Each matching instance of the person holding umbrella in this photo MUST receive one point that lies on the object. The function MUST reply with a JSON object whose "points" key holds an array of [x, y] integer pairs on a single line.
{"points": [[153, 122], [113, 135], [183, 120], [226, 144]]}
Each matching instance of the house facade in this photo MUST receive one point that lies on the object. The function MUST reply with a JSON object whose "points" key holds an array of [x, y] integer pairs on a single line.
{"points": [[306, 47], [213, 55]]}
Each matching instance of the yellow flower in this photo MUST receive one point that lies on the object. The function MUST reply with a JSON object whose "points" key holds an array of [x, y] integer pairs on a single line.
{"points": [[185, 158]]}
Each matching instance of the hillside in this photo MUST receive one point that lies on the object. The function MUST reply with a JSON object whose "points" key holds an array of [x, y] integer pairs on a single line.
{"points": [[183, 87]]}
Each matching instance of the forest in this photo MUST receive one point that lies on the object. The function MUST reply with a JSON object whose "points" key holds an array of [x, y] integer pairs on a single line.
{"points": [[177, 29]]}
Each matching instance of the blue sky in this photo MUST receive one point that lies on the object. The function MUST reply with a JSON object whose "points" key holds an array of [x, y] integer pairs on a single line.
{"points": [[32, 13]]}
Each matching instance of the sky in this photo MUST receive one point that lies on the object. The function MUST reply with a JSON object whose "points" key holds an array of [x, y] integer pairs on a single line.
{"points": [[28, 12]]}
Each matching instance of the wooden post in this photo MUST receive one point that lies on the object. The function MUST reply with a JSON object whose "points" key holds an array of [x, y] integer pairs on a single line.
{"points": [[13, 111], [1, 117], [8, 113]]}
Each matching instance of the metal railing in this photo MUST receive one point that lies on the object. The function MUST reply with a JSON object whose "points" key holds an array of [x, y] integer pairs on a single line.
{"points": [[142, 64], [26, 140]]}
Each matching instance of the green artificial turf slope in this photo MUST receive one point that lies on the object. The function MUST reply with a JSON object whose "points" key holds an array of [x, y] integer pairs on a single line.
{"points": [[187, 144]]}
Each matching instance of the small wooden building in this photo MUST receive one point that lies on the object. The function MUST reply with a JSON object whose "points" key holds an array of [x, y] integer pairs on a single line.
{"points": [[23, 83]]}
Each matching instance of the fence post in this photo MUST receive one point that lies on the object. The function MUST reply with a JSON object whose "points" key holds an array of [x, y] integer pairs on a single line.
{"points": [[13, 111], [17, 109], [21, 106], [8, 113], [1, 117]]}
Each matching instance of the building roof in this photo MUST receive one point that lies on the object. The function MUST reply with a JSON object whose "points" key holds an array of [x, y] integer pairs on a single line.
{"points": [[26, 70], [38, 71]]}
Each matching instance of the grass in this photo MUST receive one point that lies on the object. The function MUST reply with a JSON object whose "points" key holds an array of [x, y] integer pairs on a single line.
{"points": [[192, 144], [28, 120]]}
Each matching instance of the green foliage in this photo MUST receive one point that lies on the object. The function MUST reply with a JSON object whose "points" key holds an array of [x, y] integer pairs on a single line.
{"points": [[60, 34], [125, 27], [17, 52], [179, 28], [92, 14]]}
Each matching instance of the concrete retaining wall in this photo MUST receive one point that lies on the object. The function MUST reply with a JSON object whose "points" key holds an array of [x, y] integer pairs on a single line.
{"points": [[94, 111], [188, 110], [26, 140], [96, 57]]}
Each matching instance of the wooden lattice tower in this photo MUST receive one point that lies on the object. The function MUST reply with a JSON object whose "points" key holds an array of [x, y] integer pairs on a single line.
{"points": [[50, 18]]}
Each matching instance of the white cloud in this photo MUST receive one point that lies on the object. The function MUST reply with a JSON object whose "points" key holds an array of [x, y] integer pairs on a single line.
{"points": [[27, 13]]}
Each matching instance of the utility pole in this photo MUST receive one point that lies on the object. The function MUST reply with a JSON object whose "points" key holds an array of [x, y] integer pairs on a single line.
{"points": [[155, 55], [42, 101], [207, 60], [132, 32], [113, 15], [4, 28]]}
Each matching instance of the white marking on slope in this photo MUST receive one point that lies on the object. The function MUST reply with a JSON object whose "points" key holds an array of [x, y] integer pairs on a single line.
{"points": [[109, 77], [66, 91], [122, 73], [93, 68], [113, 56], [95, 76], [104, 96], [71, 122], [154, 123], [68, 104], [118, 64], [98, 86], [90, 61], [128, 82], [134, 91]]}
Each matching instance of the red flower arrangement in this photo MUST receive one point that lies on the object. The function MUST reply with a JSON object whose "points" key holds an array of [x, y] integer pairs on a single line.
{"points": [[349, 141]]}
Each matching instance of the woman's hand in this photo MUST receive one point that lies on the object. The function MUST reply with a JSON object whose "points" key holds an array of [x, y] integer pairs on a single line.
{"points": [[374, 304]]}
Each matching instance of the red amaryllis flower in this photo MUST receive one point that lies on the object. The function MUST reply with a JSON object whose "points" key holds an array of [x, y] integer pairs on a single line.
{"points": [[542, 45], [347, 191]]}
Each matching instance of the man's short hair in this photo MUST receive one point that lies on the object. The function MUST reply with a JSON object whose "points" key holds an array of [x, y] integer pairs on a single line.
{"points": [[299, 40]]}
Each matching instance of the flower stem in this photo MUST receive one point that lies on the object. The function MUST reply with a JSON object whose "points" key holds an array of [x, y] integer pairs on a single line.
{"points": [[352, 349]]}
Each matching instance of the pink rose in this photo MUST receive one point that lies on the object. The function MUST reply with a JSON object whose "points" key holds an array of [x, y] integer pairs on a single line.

::::

§ **Instruction**: Can you write out again the entries starting at the line that contains "Each matching instance of the flower" and ending at the last entry, requests included, with every point coordinate in the answers raised by 102?

§ **Expected answer**:
Each matching instance of the flower stem in this photo MUST receive one point that lies on the object. The function MUST reply with a JSON object whose "points" key holds an array of [x, y] integer pairs on a single line.
{"points": [[454, 451]]}
Each matching instance of the pink rose in this photo MUST receive one point that lies on the object. The function MUST reply with a JSON object whose "points" key holds an array of [x, y] integer pairs on a single line.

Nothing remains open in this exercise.